▶ **Exercise instructions**: Beneath this task is a listing; retype all of it exactly.

##### Exercise inputs

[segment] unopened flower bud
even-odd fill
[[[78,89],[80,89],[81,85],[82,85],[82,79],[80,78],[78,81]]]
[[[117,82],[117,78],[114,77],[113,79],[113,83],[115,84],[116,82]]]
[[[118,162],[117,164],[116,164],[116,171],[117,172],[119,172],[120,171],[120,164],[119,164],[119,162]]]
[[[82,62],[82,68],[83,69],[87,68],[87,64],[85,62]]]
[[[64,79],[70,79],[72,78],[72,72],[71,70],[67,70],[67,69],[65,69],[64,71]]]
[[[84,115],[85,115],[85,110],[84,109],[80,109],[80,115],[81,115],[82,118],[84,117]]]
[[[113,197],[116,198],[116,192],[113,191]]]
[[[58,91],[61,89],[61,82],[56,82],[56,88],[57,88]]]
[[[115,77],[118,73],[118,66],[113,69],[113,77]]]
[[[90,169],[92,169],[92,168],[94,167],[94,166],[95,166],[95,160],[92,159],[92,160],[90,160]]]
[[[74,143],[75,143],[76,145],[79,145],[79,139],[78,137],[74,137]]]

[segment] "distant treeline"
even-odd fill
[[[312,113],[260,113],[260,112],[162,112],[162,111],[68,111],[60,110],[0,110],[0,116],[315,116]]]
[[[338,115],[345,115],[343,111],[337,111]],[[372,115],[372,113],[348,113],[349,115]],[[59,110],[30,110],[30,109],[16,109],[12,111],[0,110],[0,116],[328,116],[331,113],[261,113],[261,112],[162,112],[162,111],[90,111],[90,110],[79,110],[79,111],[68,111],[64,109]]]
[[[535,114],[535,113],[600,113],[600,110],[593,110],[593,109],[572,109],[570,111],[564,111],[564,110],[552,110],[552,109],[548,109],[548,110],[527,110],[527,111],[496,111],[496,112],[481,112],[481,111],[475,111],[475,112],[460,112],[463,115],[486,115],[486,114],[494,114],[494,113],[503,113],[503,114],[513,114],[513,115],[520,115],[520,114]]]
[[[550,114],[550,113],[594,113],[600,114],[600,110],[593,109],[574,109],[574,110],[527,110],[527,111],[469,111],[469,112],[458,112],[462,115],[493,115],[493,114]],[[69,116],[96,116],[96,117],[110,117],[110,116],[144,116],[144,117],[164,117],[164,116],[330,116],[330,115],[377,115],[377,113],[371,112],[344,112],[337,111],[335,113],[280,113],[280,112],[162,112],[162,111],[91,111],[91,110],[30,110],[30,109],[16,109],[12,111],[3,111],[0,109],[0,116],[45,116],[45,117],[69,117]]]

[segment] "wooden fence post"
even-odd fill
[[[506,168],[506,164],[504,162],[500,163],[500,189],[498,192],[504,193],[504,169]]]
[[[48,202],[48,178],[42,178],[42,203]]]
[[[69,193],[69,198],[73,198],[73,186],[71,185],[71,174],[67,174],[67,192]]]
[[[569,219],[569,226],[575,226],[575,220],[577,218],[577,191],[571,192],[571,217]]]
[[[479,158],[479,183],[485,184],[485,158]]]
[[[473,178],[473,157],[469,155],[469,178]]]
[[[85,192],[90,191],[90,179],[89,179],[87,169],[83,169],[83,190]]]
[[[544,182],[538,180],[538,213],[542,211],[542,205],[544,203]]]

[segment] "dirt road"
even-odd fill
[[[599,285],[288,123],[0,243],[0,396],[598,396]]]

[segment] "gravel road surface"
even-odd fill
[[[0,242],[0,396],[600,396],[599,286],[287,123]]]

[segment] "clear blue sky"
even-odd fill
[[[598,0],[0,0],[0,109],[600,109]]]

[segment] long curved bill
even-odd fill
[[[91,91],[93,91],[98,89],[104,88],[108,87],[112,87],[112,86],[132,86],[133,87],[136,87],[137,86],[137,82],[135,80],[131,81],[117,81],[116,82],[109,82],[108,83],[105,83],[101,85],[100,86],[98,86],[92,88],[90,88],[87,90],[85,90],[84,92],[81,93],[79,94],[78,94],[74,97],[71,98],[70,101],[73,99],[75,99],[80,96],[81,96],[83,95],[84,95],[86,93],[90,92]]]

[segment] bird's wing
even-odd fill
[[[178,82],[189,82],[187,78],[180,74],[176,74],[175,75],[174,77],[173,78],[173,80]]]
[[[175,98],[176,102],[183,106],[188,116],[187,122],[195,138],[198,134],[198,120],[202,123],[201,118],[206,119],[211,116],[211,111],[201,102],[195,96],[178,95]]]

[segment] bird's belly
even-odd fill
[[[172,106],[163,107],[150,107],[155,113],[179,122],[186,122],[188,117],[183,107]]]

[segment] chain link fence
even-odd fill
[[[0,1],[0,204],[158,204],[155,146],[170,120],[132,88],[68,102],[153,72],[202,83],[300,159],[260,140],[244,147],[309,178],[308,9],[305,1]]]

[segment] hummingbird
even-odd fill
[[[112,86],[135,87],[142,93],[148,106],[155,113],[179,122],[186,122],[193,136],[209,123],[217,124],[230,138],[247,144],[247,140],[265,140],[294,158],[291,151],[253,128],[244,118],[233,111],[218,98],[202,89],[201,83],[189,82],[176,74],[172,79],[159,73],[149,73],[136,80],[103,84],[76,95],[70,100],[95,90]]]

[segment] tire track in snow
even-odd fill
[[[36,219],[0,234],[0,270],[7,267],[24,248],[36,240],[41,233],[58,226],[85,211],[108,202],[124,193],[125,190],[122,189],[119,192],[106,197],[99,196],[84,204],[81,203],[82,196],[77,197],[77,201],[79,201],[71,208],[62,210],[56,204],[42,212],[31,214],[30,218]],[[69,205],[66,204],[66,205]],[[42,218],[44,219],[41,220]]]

##########

▶ **Final result**:
[segment] unopened flower bud
even-odd fill
[[[78,89],[80,89],[81,85],[82,85],[82,79],[80,78],[78,81]]]
[[[117,82],[117,78],[114,77],[113,79],[113,83],[115,84],[116,82]]]
[[[118,162],[117,164],[116,164],[116,171],[117,172],[119,172],[120,171],[120,164],[119,164],[119,162]]]
[[[82,62],[82,68],[83,69],[87,68],[87,64],[85,62]]]
[[[64,79],[70,79],[72,78],[72,72],[71,70],[67,70],[67,69],[65,69],[64,71]]]
[[[84,115],[85,115],[85,110],[84,109],[80,109],[80,115],[81,115],[82,118],[84,117]]]
[[[113,197],[116,198],[116,192],[113,191]]]
[[[58,91],[61,89],[61,82],[56,82],[56,88],[57,88]]]
[[[115,77],[118,73],[118,66],[113,69],[113,77]]]
[[[90,169],[92,169],[92,168],[94,167],[94,166],[95,166],[95,160],[92,159],[92,160],[90,160]]]
[[[74,143],[75,143],[76,145],[79,145],[79,139],[78,137],[74,137]]]

[segment] "distant treeline"
even-odd fill
[[[312,113],[260,113],[260,112],[162,112],[162,111],[68,111],[60,110],[0,110],[0,116],[315,116]]]
[[[338,115],[345,115],[343,111],[337,111]],[[372,115],[372,113],[348,113],[349,115]],[[59,110],[30,110],[30,109],[16,109],[12,111],[0,110],[0,116],[328,116],[331,113],[261,113],[261,112],[162,112],[162,111],[90,111],[90,110],[79,110],[79,111],[68,111],[64,109]]]
[[[535,114],[535,113],[600,113],[600,110],[593,110],[593,109],[572,109],[570,111],[564,111],[564,110],[552,110],[552,109],[548,109],[548,110],[527,110],[527,111],[496,111],[496,112],[481,112],[481,111],[475,111],[475,112],[460,112],[463,115],[486,115],[486,114],[494,114],[494,113],[503,113],[503,114],[513,114],[513,115],[520,115],[520,114]]]
[[[550,114],[550,113],[594,113],[600,114],[600,110],[593,109],[574,109],[574,110],[527,110],[527,111],[469,111],[469,112],[458,112],[462,115],[493,115],[493,114]],[[69,116],[96,116],[96,117],[110,117],[110,116],[144,116],[144,117],[164,117],[164,116],[330,116],[330,115],[377,115],[377,113],[371,112],[344,112],[337,111],[335,113],[280,113],[280,112],[162,112],[162,111],[91,111],[91,110],[30,110],[30,109],[16,109],[12,111],[3,111],[0,109],[0,116],[45,116],[45,117],[69,117]]]

[segment] "wooden fence post"
even-odd fill
[[[506,168],[506,164],[504,162],[500,163],[500,189],[498,192],[504,193],[504,169]]]
[[[48,202],[48,178],[42,178],[42,203]]]
[[[69,193],[69,198],[73,198],[73,186],[71,185],[71,174],[67,174],[67,192]]]
[[[569,219],[569,226],[575,226],[575,220],[577,218],[577,191],[571,192],[571,217]]]
[[[479,158],[479,183],[485,184],[485,158]]]
[[[473,178],[473,157],[469,155],[469,178]]]
[[[85,192],[90,191],[90,179],[89,179],[87,169],[83,169],[83,190]]]
[[[544,182],[538,180],[538,213],[542,211],[542,205],[544,203]]]

[segment] "dirt road"
even-odd fill
[[[599,285],[288,123],[0,243],[0,396],[598,396]]]

[segment] "gravel road surface"
even-odd fill
[[[0,242],[0,396],[600,396],[599,286],[287,123]]]

[segment] "clear blue sky"
even-odd fill
[[[598,0],[0,0],[0,109],[600,109]]]

[segment] long curved bill
even-odd fill
[[[91,91],[93,91],[98,89],[104,88],[108,87],[112,87],[112,86],[132,86],[133,87],[136,87],[137,86],[137,82],[135,80],[131,81],[117,81],[116,82],[109,82],[108,83],[105,83],[101,85],[100,86],[98,86],[92,88],[90,88],[87,90],[85,90],[84,92],[81,93],[79,94],[78,94],[74,97],[71,98],[70,101],[73,99],[75,99],[80,96],[81,96],[83,95],[84,95],[86,93],[90,92]]]

[segment] bird's wing
even-odd fill
[[[178,82],[189,82],[187,78],[180,74],[176,74],[175,75],[174,77],[173,78],[173,80]]]
[[[175,98],[176,102],[183,106],[188,116],[187,122],[195,138],[198,134],[198,120],[202,123],[201,118],[206,119],[211,116],[211,111],[201,102],[195,96],[178,95]]]

[segment] bird's belly
even-odd fill
[[[172,106],[163,107],[150,107],[155,113],[179,122],[186,122],[188,117],[183,107]]]

[segment] chain link fence
even-odd fill
[[[0,1],[0,204],[158,204],[155,146],[170,120],[132,88],[68,102],[153,72],[202,83],[300,159],[260,140],[244,147],[309,178],[308,9],[305,1]]]

[segment] hummingbird
even-odd fill
[[[112,86],[135,87],[142,93],[148,106],[155,113],[179,122],[186,122],[193,136],[209,123],[217,124],[230,138],[247,144],[247,140],[265,140],[294,158],[291,151],[253,128],[244,118],[233,111],[218,98],[202,89],[201,83],[189,82],[176,74],[172,79],[159,73],[149,73],[136,80],[103,84],[76,95],[70,100],[95,90]]]

[segment] tire track in snow
even-odd fill
[[[36,219],[0,234],[0,270],[7,267],[24,248],[36,240],[41,233],[58,226],[85,211],[108,202],[124,193],[125,190],[122,189],[119,192],[106,197],[99,196],[84,204],[81,203],[82,196],[77,197],[77,201],[79,201],[71,208],[62,210],[56,204],[42,212],[31,214],[30,218]],[[69,205],[66,204],[66,205]],[[42,218],[44,219],[41,220]]]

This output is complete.